• What is required: Carry over every entry exactly as it appears in the records.

• Exercise data:
======
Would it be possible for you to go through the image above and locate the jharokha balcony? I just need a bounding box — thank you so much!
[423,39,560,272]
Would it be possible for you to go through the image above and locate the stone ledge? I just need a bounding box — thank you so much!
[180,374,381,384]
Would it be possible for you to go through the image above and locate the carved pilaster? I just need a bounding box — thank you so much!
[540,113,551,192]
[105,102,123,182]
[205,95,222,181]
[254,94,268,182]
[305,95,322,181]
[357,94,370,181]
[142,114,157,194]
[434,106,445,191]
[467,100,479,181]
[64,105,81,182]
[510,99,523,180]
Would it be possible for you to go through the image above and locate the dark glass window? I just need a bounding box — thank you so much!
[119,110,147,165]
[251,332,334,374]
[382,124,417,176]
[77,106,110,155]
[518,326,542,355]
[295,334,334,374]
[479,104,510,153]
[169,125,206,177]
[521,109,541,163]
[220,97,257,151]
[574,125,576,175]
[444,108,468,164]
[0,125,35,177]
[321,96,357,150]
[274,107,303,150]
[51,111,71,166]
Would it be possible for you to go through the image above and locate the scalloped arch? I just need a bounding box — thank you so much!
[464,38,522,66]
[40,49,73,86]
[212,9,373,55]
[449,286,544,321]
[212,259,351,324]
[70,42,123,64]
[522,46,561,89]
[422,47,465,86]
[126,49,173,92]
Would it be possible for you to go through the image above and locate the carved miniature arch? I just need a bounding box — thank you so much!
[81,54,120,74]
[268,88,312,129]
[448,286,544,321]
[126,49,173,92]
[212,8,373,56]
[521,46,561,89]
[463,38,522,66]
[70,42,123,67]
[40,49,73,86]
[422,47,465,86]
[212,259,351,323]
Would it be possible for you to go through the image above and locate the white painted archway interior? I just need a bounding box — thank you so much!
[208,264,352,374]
======
• Answer box:
Would it be possible for you to go through the image above and locate the jharokha balcony? I just need a bounding box — thank you so much!
[423,39,560,272]
Would it be possible for you to go through the image above and locate the stone ledge? I just need a bounding box — thank you so much!
[180,374,381,384]
Would it be possible for you to go through the image above and locate the carved pilaster? I just need a bounding box — thank you so much!
[540,113,551,192]
[105,102,123,182]
[205,95,222,181]
[254,94,268,182]
[305,95,322,181]
[357,94,370,181]
[142,114,157,194]
[434,106,445,191]
[467,100,479,181]
[64,105,81,182]
[510,99,523,180]
Would it be possible for you to go through the image above and locate the dark glass window? I just need a bounding box — thank you so much!
[119,110,147,165]
[251,332,334,374]
[382,124,417,176]
[77,106,110,155]
[518,326,542,355]
[295,334,334,374]
[479,104,510,153]
[169,125,206,177]
[521,109,541,163]
[220,97,257,151]
[574,125,576,175]
[444,108,468,164]
[0,125,35,177]
[321,96,357,150]
[274,107,303,150]
[51,111,71,166]
Would it be possible for you to go through the image above and locate the scalloped arch? I just need a bounding box — thank you so much!
[464,38,522,66]
[40,49,73,86]
[212,9,373,55]
[449,286,544,321]
[212,259,351,324]
[70,42,123,64]
[522,46,561,89]
[422,47,465,86]
[126,49,173,92]
Would it be possible for you to go through the image above and locate the carved miniature arch? I just need a bounding box — thank you so much!
[81,54,120,74]
[268,88,312,129]
[448,286,544,321]
[126,49,173,92]
[212,8,373,56]
[521,46,561,89]
[463,38,522,66]
[70,42,123,67]
[40,49,73,86]
[422,47,465,86]
[212,259,351,323]
Would it be possible for you to go through the image above and locate the white painted archway interior? I just need a bounding box — thank you so much!
[208,264,352,374]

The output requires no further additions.